- _Required work_
Write out, word for word, the part of the VCF to PED converter page that opens with the words containing "You must also" and closes with "separated by whitespace.".

--- Page excerpt Enclosed Below ---

The VCF to PED converter allows users to parse a vcf file (specification) to create a linkage pedigree file (ped) and a marker information file, which together may be loaded into ld visualization tools like Haploview. There is both an online version of this tool and a perl script
You can access the online version of the converter tool from either the tools link in the menu bar at the top of every page or from the manage your data link which is on the left hand menu of many pages in the browser.
The input interface of the online version looks like
You must provide a publicly visible url for your vcf file which must be accompanied by a tabix index (tbi) of the same name. All 1000 genomes vcf files on the ftp site have these indexes with them.
You must also provide a publicly visible url for the corresponding sample-population mapping file, e.g. interim_phase1.20101123.ALL.panel. This file lists all individuals (first column) and their population (second column), separated by whitespace.

--- End of Enclosed Page excerpt ---
--- Stored data Enclosed Below ---

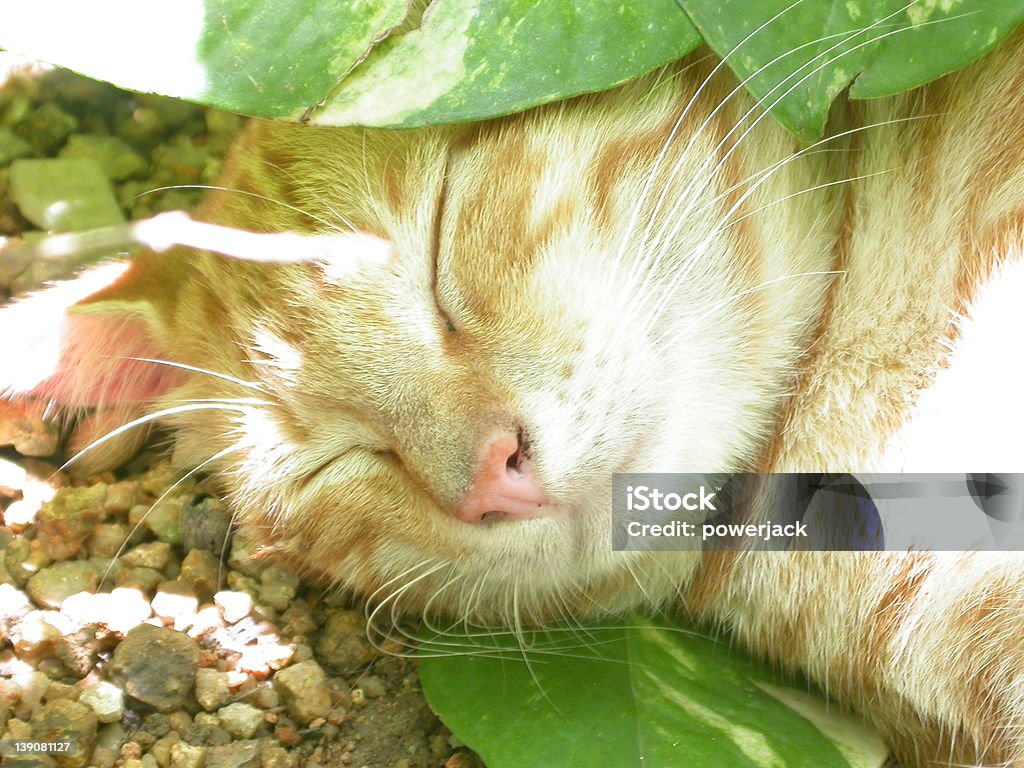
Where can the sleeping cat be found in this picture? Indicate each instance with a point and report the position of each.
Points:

--- End of Enclosed Stored data ---

- _Output for this task_
You must also provide a publicly visible url for the corresponding sample-population mapping file, e.g. interim_phase1.20101123.ALL.panel. This file lists all individuals (first column) and their population (second column), separated by whitespace.